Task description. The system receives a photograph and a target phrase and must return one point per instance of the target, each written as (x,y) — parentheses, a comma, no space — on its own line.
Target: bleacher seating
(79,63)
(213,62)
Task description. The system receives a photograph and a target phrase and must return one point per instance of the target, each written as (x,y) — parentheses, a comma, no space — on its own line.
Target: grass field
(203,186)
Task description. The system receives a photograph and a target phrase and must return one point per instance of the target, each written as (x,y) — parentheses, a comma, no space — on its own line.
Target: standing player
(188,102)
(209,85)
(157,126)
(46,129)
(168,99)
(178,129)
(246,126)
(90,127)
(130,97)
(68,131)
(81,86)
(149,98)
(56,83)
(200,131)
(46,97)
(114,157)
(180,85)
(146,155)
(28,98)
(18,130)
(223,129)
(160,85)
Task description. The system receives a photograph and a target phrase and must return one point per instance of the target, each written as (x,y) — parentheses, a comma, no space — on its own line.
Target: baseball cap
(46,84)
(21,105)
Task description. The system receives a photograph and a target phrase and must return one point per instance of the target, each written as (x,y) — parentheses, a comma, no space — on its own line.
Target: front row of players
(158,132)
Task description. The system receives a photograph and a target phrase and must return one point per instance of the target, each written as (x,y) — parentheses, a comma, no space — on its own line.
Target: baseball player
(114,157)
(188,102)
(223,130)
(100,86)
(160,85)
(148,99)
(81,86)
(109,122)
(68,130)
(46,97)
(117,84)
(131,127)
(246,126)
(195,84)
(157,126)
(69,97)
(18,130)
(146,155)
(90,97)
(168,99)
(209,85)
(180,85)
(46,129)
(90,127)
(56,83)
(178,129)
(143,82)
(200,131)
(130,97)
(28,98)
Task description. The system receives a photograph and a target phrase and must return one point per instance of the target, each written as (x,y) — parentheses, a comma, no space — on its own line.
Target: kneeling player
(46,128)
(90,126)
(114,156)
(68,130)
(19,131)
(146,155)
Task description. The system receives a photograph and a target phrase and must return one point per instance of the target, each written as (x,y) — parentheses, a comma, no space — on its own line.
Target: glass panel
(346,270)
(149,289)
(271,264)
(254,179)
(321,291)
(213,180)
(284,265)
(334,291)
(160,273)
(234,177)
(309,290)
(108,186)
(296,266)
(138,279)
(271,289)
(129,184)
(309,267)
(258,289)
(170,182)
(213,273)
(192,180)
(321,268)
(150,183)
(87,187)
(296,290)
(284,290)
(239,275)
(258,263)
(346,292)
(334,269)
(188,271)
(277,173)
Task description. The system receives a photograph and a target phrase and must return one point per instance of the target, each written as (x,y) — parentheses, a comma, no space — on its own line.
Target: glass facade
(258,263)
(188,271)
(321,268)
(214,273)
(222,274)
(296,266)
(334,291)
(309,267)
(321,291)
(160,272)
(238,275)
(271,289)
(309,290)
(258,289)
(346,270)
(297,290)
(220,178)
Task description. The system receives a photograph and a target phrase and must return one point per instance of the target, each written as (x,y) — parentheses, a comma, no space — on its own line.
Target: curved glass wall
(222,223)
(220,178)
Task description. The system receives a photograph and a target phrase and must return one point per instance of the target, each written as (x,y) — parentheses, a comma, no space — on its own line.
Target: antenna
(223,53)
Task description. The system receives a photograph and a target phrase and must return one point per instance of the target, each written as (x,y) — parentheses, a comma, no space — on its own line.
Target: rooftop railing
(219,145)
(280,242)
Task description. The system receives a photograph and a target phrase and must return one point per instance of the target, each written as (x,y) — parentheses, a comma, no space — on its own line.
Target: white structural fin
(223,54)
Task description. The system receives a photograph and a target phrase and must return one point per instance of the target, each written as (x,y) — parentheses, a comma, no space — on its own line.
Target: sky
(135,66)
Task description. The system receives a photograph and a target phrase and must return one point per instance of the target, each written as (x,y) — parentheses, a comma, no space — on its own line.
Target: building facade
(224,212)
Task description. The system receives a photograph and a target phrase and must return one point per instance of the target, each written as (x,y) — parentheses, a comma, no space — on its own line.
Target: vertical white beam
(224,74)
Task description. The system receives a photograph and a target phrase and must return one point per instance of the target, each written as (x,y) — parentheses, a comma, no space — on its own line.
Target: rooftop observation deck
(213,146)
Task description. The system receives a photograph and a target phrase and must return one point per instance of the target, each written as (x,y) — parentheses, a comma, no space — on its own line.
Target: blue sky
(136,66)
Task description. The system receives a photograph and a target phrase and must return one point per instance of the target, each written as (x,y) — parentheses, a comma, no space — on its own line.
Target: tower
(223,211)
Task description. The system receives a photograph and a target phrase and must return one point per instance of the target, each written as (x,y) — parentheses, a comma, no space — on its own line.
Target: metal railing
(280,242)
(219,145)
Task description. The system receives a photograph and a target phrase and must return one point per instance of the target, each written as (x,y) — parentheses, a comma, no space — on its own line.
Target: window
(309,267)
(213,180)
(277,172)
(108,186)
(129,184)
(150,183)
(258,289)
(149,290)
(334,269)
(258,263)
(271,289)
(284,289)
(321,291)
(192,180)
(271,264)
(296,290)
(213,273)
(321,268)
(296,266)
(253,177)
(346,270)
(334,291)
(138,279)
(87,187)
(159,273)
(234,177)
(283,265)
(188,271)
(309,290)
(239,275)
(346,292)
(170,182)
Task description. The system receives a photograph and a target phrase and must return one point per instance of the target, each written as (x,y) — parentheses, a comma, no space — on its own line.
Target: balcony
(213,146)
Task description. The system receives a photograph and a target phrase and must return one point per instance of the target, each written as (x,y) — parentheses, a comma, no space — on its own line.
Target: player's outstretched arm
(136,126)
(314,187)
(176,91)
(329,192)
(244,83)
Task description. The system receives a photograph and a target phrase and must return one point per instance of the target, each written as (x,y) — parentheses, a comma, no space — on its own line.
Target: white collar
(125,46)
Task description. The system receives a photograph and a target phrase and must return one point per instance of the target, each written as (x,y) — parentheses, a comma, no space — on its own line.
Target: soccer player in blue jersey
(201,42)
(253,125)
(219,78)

What you have to do: Pull out every line of the rows above that contains the string "rooftop", and match its case exactly.

Reply to the exercise:
Target: rooftop railing
Target: rooftop observation deck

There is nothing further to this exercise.